> _EXERCISE TEXT_:
----

What are trials? Definition and examples
Trials may be tests of quality, performance, or suitability of things or people. The term might mean formal examinations of evidence in a law court with a judge, often before a jury. A court trial determines, for example, whether somebody is guilty or not guilty of breaking the law.
The term may also refer to a competition with horses, dogs, or other animals. Horse trials, for example, are equestrian events in which competing horses and their riders must take part in several different contests.
The Oxford Living Dictionaries has the following definitions of the word trial:
“1. A formal examination of evidence by a judge, typically before a jury, in order to decide guilt in a case of criminal or civil proceedings.”
“2.1 A test of the performance, qualities, or suitability of someone or something. 2.2. A test of individual ability on a motorcycle over rough ground or on a road. 2.3 (Plural) An event in which horses, dogs, or other animals compete or perform.”
Trials may be experimental periods during which a person or thing is being assessed. A new employee, for example, may not get a permanent job offer until he or she has completed a trial period.
What are clinical trials?
Clinical trials are research studies involving human volunteers. Researchers compare either a new or different type of medication or treatment with the best ones that are currently available.
Some clinical trials may look at ways of preventing illnesses, for example, by testing a new vaccine.
A new drug or treatment may do extremely well in laboratory tests. However, we must also determine how well it does when administered to a large number of human patients. Only then can we know what its benefits and risks are.
The MRC Clinical Trials Unit at University College London says the following about this kind of trial:
“Trials aim to find out if treatments are safe (what side effects they have), and if they work better than the treatment used currently.”

----

> _EXTRACTED DATA_:
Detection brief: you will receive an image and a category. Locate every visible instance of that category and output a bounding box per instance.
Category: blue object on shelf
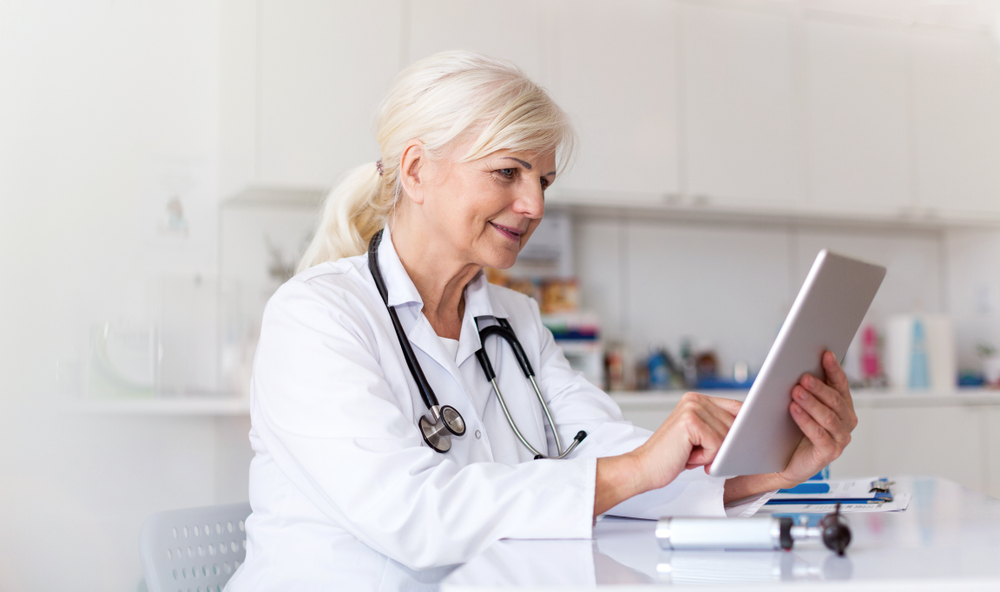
[778,481,830,495]
[909,319,931,389]
[695,377,753,391]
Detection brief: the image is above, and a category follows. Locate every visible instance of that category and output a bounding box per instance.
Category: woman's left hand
[779,351,858,484]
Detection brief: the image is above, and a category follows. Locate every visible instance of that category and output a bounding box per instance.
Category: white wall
[575,216,948,380]
[0,0,238,590]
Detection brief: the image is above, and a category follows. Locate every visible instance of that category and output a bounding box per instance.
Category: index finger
[823,350,851,400]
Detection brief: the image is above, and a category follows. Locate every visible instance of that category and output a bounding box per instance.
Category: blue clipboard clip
[765,477,896,506]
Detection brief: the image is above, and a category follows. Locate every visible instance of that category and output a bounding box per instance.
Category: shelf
[610,388,1000,408]
[63,397,250,416]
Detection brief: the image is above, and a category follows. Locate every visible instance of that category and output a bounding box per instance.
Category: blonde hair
[298,51,575,271]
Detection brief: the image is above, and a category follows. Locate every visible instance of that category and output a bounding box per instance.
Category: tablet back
[709,249,885,477]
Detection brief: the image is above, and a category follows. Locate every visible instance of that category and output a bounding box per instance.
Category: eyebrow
[503,156,556,177]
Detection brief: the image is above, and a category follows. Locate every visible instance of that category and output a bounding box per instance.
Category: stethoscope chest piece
[368,230,587,459]
[417,405,465,452]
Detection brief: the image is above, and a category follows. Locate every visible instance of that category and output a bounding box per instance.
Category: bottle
[681,337,698,389]
[909,317,931,389]
[646,349,673,391]
[861,325,882,386]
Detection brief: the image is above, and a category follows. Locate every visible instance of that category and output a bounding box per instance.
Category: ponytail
[295,162,396,273]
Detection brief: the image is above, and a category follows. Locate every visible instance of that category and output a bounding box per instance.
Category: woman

----

> _WORK INSTRUCTION 1_: In the text on trials, give everything from "Some clinical trials" down to "and risks are." again, swapping "laboratory tests" for "early studies".
> _WORK INSTRUCTION 2_: Extend the text on trials past its final sentence.

> _RESULT 1_:
Some clinical trials may look at ways of preventing illnesses, for example, by testing a new vaccine.
A new drug or treatment may do extremely well in early studies. However, we must also determine how well it does when administered to a large number of human patients. Only then can we know what its benefits and risks are.

> _RESULT 2_:
There are four types:
Phase I trials
In this phase, researchers test the safety of the treatment. They look at its side effects. Higher blood pressure, headaches, dizziness, and nausea, for example, are possible side effects.
In Phase I, only a small number of volunteers take part. In the majority of cases, they are healthy people.
Phase II trials
This phase involves a larger group of people. In most cases, the volunteers have the condition or illness which the medication or treatment targets.
The researchers aim to determine whether the treatment is safe. They also want to see whether it has an effect on the volunteers’ condition or illness. This stage usually has fewer than 100 people.
Phase III trials
This phase includes a much larger number of patients; perhaps hundreds or even thousands. Researchers typically select the patients randomly to receive the new treatment or the best available treatment.
In some cases, there is also a placebo group. A placebo is a dummy or pretend drug. It has no active ingredient, but the participants do not know this.
In this phase, the aim is to determine how well the new treatment works. It takes much longer to complete than the previous two phases.
Phase IV trials
Researchers carry out this phase after the regulatory authorities, such as the FDA, have approved the treatment. For example, if it is a new drug, after doctors start prescribing it. FDA stands for Food and Drugs Administration (of the United States).
The researchers gather and analyze data on the medication’s effect on various populations. They also try to find out what its side effects might be after long-term use.
Etymology of ‘trial’
Etymology is the study of where words come from, i.e., their origin. It is also the study of the way the meanings of words have changed throughout history.
The term emerged in the English language in the mid-fifteenth century with the meaning “process or act of testing, a putting to proof by examination, experiment, etc.” It came from the Anglo-French word ‘Trial,’ which was formed from ‘Triet,’ meaning “to try.”
Records of the word ‘trial’ meaning “examining and deciding of the issues between parties in a court of law” date back to the 1570s.
It was not until 1806 that the phrase “trial and error” appeared.